> Reading text:
Matthew Houck from the band Phosphorescent joined us for a special live session during our open house in January.

He recently spoke with WYEP's Rosemary Welsch.

The World Is Ending
C'est La Vie No 2
Song For Zula

Interviewer: Rosemary Welsch

Tom Hurley
Thomas Cipollone

Rosemary Welsch: We're here with Matthew Houck, who records as Phosphorescent, and the new album Revelator is coming out in the very near future, so we're thrilled about that. You know, opening lines can be pretty powerful: ‘I'm tired of all the sadness. Tired of all the madness. Tired of being the badass.’ Wow. You're making a statement there in this first single from this album.

Houck: Yeah. I never really know. I think what I'm doing as far as making an album until it generally takes one song. That kind of makes the path clear. And this one was that one. It's a rough one, y'all. These are not cheery little numbers, I guess, on this record, but, yeah, it's the record I made.

Welsch: What I think is interesting. If we go back, it's been, what, about five years since ‘C’est La Vie’ your last record came out? Which seemed like, as far as you are concerned, a happy record. I mean, tell us what was going on in your life, and there was a lot that was changing in your life at that time?

> Listed entries:
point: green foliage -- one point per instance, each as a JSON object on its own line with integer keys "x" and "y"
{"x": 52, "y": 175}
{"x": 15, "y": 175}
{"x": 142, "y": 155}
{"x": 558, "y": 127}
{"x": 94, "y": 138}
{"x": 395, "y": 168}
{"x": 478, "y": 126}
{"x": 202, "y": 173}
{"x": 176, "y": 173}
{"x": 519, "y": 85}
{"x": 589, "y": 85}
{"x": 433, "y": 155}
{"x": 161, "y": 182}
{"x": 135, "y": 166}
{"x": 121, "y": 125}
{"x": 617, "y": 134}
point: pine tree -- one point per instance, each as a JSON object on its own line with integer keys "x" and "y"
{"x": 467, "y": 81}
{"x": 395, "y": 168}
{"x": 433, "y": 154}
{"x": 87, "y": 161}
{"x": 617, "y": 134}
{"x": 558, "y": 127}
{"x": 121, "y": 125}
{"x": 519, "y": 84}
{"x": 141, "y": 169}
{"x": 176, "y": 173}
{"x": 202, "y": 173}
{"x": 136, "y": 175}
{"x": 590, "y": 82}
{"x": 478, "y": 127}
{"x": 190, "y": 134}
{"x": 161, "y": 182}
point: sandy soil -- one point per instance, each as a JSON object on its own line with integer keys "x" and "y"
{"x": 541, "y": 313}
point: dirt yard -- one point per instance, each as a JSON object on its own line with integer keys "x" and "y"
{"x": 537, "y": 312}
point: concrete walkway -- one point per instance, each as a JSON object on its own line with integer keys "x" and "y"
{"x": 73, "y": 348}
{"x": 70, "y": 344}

> Activity A:
Answer these questions from the Phosphorescent interview, one answer per line and marked the same way:
(i) When did Matthew Houck's live session take place?
(ii) What is the name of the new album?
(iii) What is the name of the first song listed after the note about Rosemary Welsch?
> Activity B: Translate this sentence from the Phosphorescent interview into Spanish: "He recently spoke with WYEP's Rosemary Welsch."
> Activity C: Reproduce word for word the part of the Phosphorescent interview that begins at the words "Houck: Yeah. I" and stops after "at that time?".
None of the lines are needed for any of this.

> Task solution A:
(i) During the open house in January.
(ii) Revelator.
(iii) The World Is Ending.

> Task solution B: Recientemente habló con Rosemary Welsch de WYEP.

> Task solution C:
Houck: Yeah. I never really know. I think what I'm doing as far as making an album until it generally takes one song. That kind of makes the path clear. And this one was that one. It's a rough one, y'all. These are not cheery little numbers, I guess, on this record, but, yeah, it's the record I made.

Welsch: What I think is interesting. If we go back, it's been, what, about five years since ‘C’est La Vie’ your last record came out? Which seemed like, as far as you are concerned, a happy record. I mean, tell us what was going on in your life, and there was a lot that was changing in your life at that time?